* _DATA EXTRACT_
──────

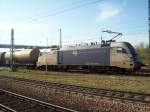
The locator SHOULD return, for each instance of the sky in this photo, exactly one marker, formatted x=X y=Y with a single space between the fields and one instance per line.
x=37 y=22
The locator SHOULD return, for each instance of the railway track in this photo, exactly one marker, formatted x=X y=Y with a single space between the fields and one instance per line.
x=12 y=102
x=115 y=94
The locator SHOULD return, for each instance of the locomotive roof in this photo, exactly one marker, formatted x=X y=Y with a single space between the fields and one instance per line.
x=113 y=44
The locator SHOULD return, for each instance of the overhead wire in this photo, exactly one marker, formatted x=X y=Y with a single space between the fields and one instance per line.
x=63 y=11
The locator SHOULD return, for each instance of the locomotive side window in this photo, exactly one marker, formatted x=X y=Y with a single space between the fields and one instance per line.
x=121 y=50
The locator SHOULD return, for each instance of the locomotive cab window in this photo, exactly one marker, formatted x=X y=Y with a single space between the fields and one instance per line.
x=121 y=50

──────

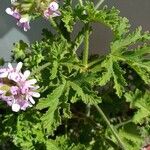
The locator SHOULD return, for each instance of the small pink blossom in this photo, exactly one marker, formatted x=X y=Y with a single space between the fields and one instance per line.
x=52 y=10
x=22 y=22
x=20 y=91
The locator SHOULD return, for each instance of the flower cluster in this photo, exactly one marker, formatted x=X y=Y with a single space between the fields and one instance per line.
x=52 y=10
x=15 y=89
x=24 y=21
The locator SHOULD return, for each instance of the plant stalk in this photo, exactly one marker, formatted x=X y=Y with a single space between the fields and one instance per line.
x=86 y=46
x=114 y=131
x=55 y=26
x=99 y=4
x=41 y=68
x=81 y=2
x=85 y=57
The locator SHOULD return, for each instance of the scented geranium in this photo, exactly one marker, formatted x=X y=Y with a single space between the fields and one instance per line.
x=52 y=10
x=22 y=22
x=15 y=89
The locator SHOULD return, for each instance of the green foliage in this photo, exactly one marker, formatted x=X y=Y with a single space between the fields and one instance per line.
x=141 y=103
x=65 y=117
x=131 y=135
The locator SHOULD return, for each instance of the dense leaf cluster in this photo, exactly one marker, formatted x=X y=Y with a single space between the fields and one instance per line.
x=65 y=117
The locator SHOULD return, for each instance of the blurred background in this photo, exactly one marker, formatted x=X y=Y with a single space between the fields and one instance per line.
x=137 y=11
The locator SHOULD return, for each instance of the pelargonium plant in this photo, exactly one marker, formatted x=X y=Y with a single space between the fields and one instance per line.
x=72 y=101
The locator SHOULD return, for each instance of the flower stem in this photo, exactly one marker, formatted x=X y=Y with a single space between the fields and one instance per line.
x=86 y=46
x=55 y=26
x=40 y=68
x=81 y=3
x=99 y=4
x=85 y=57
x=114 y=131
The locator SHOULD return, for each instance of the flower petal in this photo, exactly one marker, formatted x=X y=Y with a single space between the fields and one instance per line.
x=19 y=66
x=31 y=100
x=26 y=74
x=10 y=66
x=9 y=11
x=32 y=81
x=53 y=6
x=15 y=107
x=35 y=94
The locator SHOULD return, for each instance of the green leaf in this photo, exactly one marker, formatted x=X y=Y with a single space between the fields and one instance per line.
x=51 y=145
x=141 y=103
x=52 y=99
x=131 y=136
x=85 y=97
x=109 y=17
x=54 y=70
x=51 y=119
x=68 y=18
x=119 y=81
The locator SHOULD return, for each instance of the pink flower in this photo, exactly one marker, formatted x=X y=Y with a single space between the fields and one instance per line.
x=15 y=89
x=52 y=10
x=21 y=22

──────

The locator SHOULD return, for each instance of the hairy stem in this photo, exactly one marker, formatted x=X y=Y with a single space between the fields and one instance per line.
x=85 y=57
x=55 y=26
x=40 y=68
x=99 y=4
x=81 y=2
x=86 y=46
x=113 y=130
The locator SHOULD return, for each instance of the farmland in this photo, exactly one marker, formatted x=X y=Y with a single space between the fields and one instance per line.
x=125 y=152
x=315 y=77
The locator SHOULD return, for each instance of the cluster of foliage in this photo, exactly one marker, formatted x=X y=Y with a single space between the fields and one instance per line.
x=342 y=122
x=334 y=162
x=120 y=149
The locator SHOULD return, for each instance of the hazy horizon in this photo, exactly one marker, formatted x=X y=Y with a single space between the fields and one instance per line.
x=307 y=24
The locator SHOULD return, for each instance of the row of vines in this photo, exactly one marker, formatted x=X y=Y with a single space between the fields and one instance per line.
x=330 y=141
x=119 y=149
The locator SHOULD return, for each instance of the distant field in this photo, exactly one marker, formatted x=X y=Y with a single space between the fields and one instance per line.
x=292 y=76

──────

* _YOUR INSTRUCTIONS_
Please pull out every line in the records above that contains the word "pink", copying each one in full. Case counts.

* _FULL ANSWER_
The locator SHOULD return, for each instance of the small pink blossom in this photo, exactly one marker, formatted x=X y=Y with a single space between the fields and one instance per line.
The locator SHOULD return, for each instance of the pink flower in this photo, exactly one marker, formatted x=X y=Y with a single space between the fields and one instance per line.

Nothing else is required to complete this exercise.